**EXERCISE:**
Do not include the pictures; repeat the rest of the data exactly.

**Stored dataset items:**
----
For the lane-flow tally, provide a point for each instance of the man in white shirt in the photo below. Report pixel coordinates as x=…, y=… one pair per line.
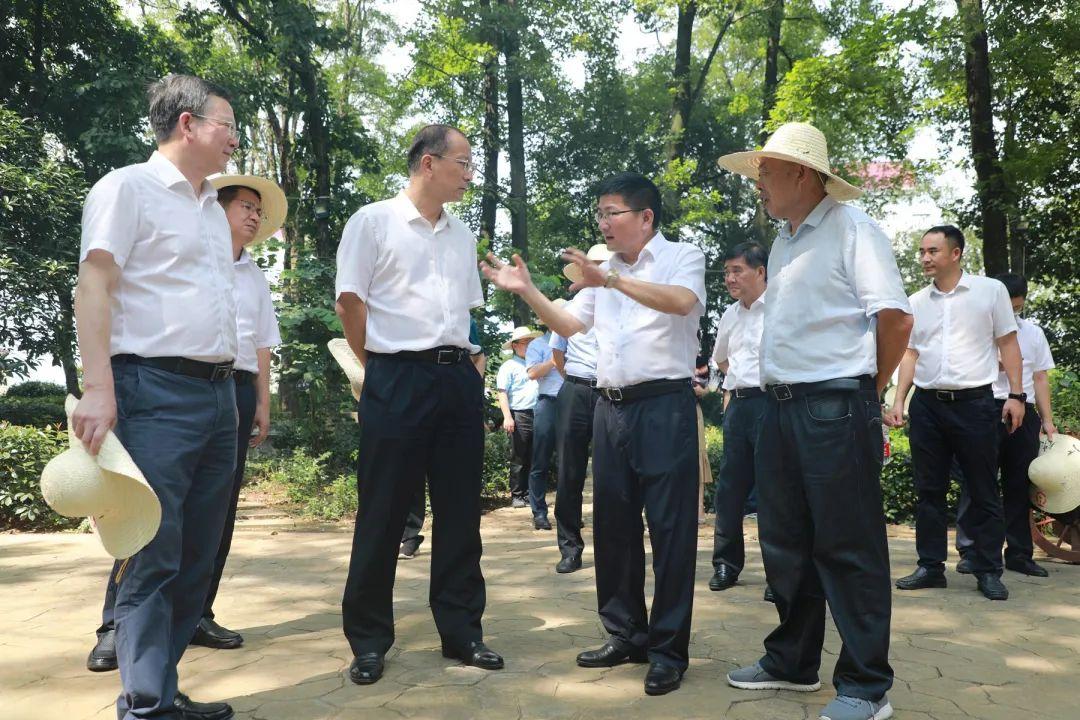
x=836, y=324
x=962, y=324
x=645, y=442
x=1016, y=450
x=406, y=279
x=157, y=323
x=736, y=353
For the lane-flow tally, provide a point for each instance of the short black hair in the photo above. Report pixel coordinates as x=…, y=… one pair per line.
x=953, y=234
x=638, y=191
x=429, y=140
x=176, y=94
x=1015, y=284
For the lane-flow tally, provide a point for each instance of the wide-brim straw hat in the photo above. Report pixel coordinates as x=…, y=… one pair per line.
x=597, y=253
x=1055, y=475
x=274, y=204
x=108, y=488
x=798, y=143
x=342, y=353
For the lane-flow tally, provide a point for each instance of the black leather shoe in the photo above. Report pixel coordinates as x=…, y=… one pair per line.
x=210, y=634
x=661, y=679
x=476, y=654
x=610, y=655
x=569, y=564
x=990, y=586
x=103, y=657
x=1027, y=567
x=920, y=579
x=723, y=579
x=188, y=709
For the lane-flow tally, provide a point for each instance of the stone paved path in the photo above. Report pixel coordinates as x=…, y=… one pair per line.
x=956, y=654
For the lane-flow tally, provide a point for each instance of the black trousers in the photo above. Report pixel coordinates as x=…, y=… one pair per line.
x=822, y=532
x=1015, y=452
x=968, y=430
x=417, y=419
x=576, y=405
x=245, y=413
x=645, y=454
x=736, y=479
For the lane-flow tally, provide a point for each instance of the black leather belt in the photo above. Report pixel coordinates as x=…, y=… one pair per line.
x=212, y=371
x=642, y=390
x=954, y=395
x=441, y=355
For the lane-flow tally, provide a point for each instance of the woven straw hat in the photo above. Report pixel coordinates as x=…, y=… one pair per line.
x=108, y=488
x=797, y=143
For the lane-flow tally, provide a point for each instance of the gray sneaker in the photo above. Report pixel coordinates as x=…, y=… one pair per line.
x=754, y=678
x=845, y=707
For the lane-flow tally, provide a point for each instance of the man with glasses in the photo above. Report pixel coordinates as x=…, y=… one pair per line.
x=406, y=279
x=645, y=440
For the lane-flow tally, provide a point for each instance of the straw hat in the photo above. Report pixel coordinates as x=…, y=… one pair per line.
x=797, y=143
x=521, y=333
x=274, y=204
x=598, y=253
x=1055, y=475
x=108, y=488
x=342, y=353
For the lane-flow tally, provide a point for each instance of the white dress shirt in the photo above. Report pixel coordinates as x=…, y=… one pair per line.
x=636, y=343
x=1037, y=357
x=739, y=342
x=174, y=297
x=256, y=325
x=826, y=284
x=955, y=333
x=417, y=281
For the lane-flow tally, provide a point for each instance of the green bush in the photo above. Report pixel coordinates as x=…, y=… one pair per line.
x=24, y=452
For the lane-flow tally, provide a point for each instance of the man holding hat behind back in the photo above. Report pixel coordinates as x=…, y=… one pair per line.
x=836, y=325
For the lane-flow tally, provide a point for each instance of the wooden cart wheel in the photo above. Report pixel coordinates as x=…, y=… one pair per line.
x=1060, y=539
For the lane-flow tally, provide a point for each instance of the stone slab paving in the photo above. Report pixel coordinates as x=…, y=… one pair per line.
x=956, y=654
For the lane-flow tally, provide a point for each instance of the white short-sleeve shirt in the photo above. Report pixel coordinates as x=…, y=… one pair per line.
x=174, y=297
x=636, y=343
x=955, y=333
x=418, y=282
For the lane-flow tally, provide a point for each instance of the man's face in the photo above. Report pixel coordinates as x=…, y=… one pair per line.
x=244, y=213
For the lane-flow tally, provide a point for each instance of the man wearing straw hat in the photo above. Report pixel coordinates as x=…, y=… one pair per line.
x=157, y=323
x=836, y=325
x=406, y=279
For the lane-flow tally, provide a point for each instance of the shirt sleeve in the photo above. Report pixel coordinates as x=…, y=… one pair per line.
x=110, y=218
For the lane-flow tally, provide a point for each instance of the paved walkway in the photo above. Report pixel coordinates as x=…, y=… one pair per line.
x=956, y=654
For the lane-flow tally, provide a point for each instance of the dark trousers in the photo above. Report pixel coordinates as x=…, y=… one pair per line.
x=417, y=419
x=1015, y=452
x=736, y=479
x=521, y=453
x=543, y=445
x=245, y=412
x=576, y=405
x=822, y=532
x=645, y=454
x=967, y=430
x=181, y=433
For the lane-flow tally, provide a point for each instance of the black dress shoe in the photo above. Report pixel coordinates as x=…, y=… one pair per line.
x=210, y=634
x=723, y=579
x=920, y=579
x=103, y=657
x=569, y=564
x=661, y=679
x=188, y=709
x=990, y=586
x=366, y=668
x=1027, y=567
x=476, y=654
x=610, y=655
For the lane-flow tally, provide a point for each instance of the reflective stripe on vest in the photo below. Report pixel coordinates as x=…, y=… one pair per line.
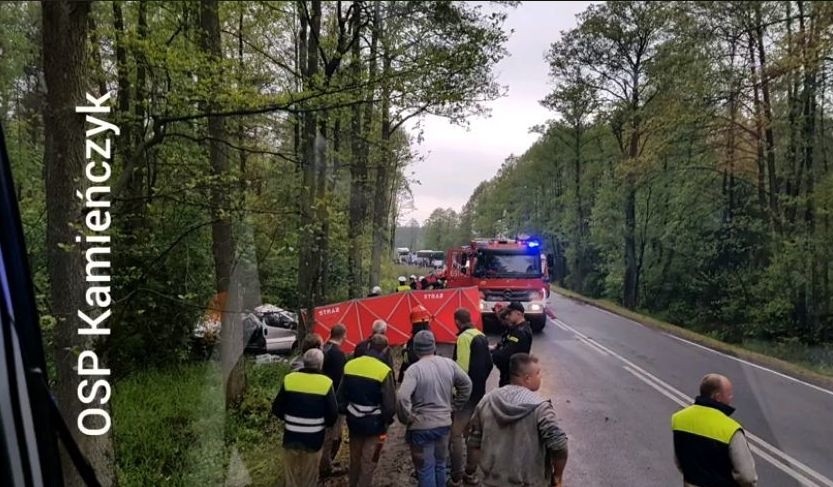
x=367, y=367
x=360, y=411
x=706, y=422
x=464, y=347
x=298, y=424
x=317, y=384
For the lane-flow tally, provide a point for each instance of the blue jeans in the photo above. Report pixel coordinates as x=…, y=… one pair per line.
x=429, y=451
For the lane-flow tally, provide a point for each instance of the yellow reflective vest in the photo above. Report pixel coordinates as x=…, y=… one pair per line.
x=702, y=433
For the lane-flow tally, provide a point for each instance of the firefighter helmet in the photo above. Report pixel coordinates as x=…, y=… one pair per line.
x=419, y=314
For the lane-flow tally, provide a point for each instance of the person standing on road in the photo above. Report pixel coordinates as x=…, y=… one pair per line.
x=367, y=397
x=515, y=437
x=420, y=320
x=380, y=327
x=307, y=405
x=472, y=355
x=516, y=339
x=403, y=285
x=433, y=388
x=312, y=340
x=334, y=361
x=710, y=448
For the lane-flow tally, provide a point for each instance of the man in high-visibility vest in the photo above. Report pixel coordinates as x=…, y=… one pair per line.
x=403, y=285
x=472, y=355
x=710, y=448
x=367, y=397
x=516, y=339
x=307, y=405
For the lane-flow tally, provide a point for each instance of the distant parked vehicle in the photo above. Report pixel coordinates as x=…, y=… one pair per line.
x=270, y=330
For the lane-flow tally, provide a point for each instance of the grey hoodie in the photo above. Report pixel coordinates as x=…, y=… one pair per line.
x=517, y=431
x=431, y=390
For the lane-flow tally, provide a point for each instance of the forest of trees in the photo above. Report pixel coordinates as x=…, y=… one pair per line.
x=687, y=169
x=261, y=155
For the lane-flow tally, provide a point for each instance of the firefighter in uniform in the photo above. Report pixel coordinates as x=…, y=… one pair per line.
x=710, y=448
x=403, y=285
x=420, y=319
x=307, y=405
x=367, y=397
x=516, y=339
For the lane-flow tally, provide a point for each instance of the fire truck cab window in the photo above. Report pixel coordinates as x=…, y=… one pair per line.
x=507, y=264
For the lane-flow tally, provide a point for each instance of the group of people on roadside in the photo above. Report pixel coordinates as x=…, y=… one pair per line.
x=509, y=436
x=441, y=401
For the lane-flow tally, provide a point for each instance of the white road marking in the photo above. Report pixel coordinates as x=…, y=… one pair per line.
x=760, y=367
x=592, y=345
x=756, y=443
x=779, y=374
x=656, y=386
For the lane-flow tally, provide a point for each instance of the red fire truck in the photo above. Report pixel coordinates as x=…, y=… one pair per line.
x=504, y=270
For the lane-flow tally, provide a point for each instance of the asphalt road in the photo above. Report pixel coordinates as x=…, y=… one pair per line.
x=615, y=384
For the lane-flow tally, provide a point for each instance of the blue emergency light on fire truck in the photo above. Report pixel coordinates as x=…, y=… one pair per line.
----
**TASK RESULT:**
For the lane-flow tally, provide a point for each instance of the man in white shirt in the photo below. Report pixel coordinates as x=…, y=… one pair per line.
x=836, y=324
x=962, y=324
x=645, y=442
x=1016, y=450
x=406, y=279
x=157, y=323
x=736, y=353
For the lane-flow tally, provide a point for each instance of the short black hair in the photo above. Report pixel coordinates as x=…, y=… one pair per line.
x=953, y=234
x=638, y=191
x=429, y=140
x=176, y=94
x=1015, y=284
For the lane-flow tally, provide a point for each instance of the wide-brim straw hat in the photo above. Report pixel coordinates as x=…, y=… one pair per line.
x=597, y=253
x=1055, y=475
x=274, y=204
x=108, y=488
x=798, y=143
x=342, y=353
For the lane-flow tally, provide a point for each instance of the black leather shoe in the photo above. Report pixel coordinates as x=…, y=… one pair per line.
x=210, y=634
x=661, y=679
x=476, y=654
x=610, y=655
x=569, y=564
x=990, y=586
x=103, y=657
x=1027, y=567
x=920, y=579
x=723, y=579
x=188, y=709
For the lane-flow tally, provide a point for each instance of the stone paved path in the photo above. Report pixel coordinates as x=…, y=… one pair per line.
x=956, y=654
For the lane-flow tally, provide a point for each instance of the black trousers in the photo above. Report pixel coordinates as x=…, y=… one pair per line.
x=822, y=532
x=1015, y=452
x=968, y=430
x=417, y=419
x=576, y=405
x=245, y=413
x=645, y=454
x=736, y=479
For the lane-flow tally, provide a point for each instance of the black leather belt in the photo above. Report pixel coordinates as x=…, y=… one pair per line.
x=212, y=371
x=642, y=390
x=954, y=395
x=441, y=355
For the lane-flow tally, provide a point for each instance of the woven straw hat in the photo above. Report pixel coordinates as x=…, y=… one pair per line.
x=108, y=488
x=797, y=143
For the lane-flow tally, provide a point for each instance of the gray sneaker in the photo above. Report pixel coordinates as x=…, y=… one pair per line.
x=754, y=678
x=845, y=707
For the lane-flow tally, provide a point for each instance of the man with glasses in the photo above. Report pixel coordinates as x=…, y=… one pair per line.
x=406, y=279
x=645, y=440
For the lane-flow tally, provide a point for each instance of the straw hat in the photo above. Report pixel coordinates as x=…, y=… one pair per line.
x=797, y=143
x=521, y=333
x=274, y=204
x=598, y=253
x=1055, y=475
x=108, y=488
x=342, y=353
For the lane-flow tally, provide a point for each instance of the white dress shirt in the photo above. Report pixel coordinates as x=…, y=… one pair per line.
x=636, y=343
x=1037, y=357
x=739, y=342
x=174, y=297
x=256, y=325
x=826, y=284
x=955, y=333
x=417, y=281
For the lane-flow tally, provide a point for each instance of the green bush in the photo above. Report pixel coordinates as x=…, y=… one pair per line.
x=24, y=452
For the lane-flow tally, provide a point for each instance of the man holding hat behind back in the photo above. Report pixel coordinates as x=…, y=… one pair per line.
x=836, y=325
For the lane-flow tally, provide a point for each instance of the wooden cart wheel in the photo above. Report pixel coordinates as x=…, y=… one pair per line.
x=1060, y=539
For the lane-flow tally, provide a point for each instance of the stone slab paving in the photo above. Report pixel coordinates as x=…, y=… one pair per line.
x=956, y=654
For the lane-flow tally, provide a point for each instance of the white short-sleeve shirt in the photo above. Report pixel coordinates as x=…, y=… one pair per line.
x=174, y=297
x=636, y=343
x=955, y=333
x=418, y=282
For the lane-flow tally, provide a point for each instance of the man's face in the photo above. Report pixel coordinates as x=…, y=… one pair per line.
x=244, y=213
For the lane-flow tally, provide a point for each instance of the man wearing straw hat in the photo above. Report pixel coordinates as x=…, y=… one pair per line.
x=157, y=323
x=836, y=325
x=406, y=279
For the lane-flow tally, provide a point for each instance of the shirt sleeve in the photo above. Report pixel coordinates as x=…, y=… one pair per line.
x=110, y=218
For the lane-flow tally, provide a point for each instance of the paved walkway in the photo above. Report pixel coordinates as x=…, y=… one pair per line.
x=956, y=654
For the lane-flow tally, provide a point for each instance of the dark trousers in the photo above. Report pixel coordinates as x=…, y=… one pair per line.
x=417, y=419
x=1015, y=452
x=736, y=479
x=521, y=453
x=543, y=445
x=245, y=412
x=576, y=405
x=822, y=532
x=645, y=454
x=967, y=430
x=181, y=433
For the lane-flow tally, provide a point for each instance of the black dress shoe in the photo above. Report pixel coordinates as x=…, y=… one pair per line.
x=210, y=634
x=723, y=579
x=920, y=579
x=103, y=657
x=569, y=564
x=661, y=679
x=188, y=709
x=990, y=586
x=366, y=668
x=1027, y=567
x=476, y=654
x=610, y=655
For the lane-flow tally, provide a point for each instance of the reflective stripe on vest in the photo below. Report pixel coordinates as x=…, y=… one pair per line.
x=367, y=367
x=360, y=411
x=706, y=422
x=464, y=347
x=298, y=424
x=317, y=384
For the lane-flow tally, provide a point for each instance of the blue jeans in the photo above. Report pixel coordinates as x=…, y=… one pair per line.
x=429, y=451
For the lane-flow tally, provide a point for each instance of the yellow reflective vest in the photo above. Report pixel coordinates as x=…, y=… one pair per line.
x=702, y=433
For the lane-flow tally, provide a point for each instance of the firefighter helmet in the photo above. Report pixel coordinates as x=…, y=… one pair per line.
x=419, y=314
For the lane-flow tally, provide a point for each instance of the person standing on road in the photo above. Report pixel coordinates as x=…, y=… one pair per line.
x=367, y=397
x=515, y=437
x=420, y=320
x=380, y=327
x=307, y=405
x=472, y=355
x=516, y=339
x=403, y=285
x=433, y=388
x=312, y=340
x=334, y=361
x=710, y=448
For the lane-flow tally, provide a point for each instance of the man in high-visibility vest in the photo above. Report pixel coordinates as x=…, y=… one pair per line.
x=403, y=285
x=472, y=355
x=710, y=448
x=367, y=397
x=516, y=339
x=307, y=405
For the lane-flow tally, provide a point for each instance of the distant parked vehicle in the photo above. Report pixel coordinates as x=…, y=… one pair per line.
x=270, y=330
For the lane-flow tally, provide a point for each instance of the grey hoodie in the photo above. Report pixel coordinates as x=…, y=… one pair per line.
x=517, y=431
x=431, y=390
For the lane-flow tally, provide a point for each instance of the forest of trees in the photo above. Report pixel coordinates as x=…, y=… one pair per line.
x=687, y=169
x=261, y=155
For the lane-flow tally, provide a point for each instance of the firefighter in uniform in the photo above. Report pixel coordinates as x=…, y=… one pair per line.
x=710, y=448
x=403, y=285
x=420, y=319
x=307, y=405
x=367, y=397
x=516, y=339
For the lane-flow tally, provide a point for each instance of the fire truck cab window in the photo above. Report pixel coordinates as x=…, y=… one pair per line.
x=507, y=264
For the lane-flow tally, provide a point for each instance of the group of people on roadside in the photo above. Report pixel coordinates as x=…, y=… one pair per line.
x=509, y=436
x=441, y=401
For the lane-flow tally, provide a point for each instance of the white road marking in the photo above. Report pixel coordinates as x=…, y=… one pair per line.
x=760, y=367
x=592, y=345
x=756, y=443
x=779, y=374
x=656, y=386
For the lane-flow tally, provide a point for each instance of the red fire truck in the photo above. Report pixel coordinates as x=…, y=… one pair per line.
x=504, y=270
For the lane-flow tally, provide a point for each instance of the asphalt road in the photo above. Report pixel coordinates as x=…, y=… one pair per line.
x=615, y=384
For the lane-flow tally, provide a point for each instance of the blue emergency light on fire truck in the photo above. Report pixel coordinates as x=…, y=… one pair per line.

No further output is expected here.